## BEGIN

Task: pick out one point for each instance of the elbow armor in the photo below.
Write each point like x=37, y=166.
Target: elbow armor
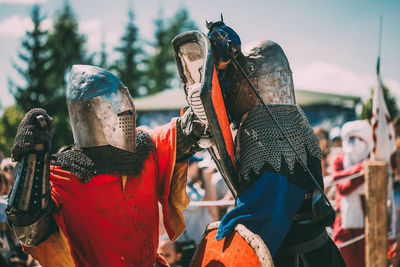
x=29, y=205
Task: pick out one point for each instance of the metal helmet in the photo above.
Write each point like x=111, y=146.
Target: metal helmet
x=101, y=109
x=268, y=69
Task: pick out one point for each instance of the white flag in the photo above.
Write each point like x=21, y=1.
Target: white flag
x=382, y=126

## END

→ **Work required**
Copy every line of the records above, requests included, and raise each x and y coordinate in the answers by 27, keeping the numbers in the requests and their format samples unchanged. Leave the pictures out.

→ **Solution below**
Task: pick out one point for each instance of the elbow armor in the photo below.
Write each point like x=37, y=166.
Target: elbow armor
x=56, y=232
Task: pick out one point for each instance of the metal helmet in the photo above.
Write each point like x=111, y=146.
Target: metal helmet
x=128, y=136
x=295, y=96
Task: pick out one point for each instance of the white flag in the photo above.
Write each point like x=21, y=1.
Target: white flag
x=409, y=153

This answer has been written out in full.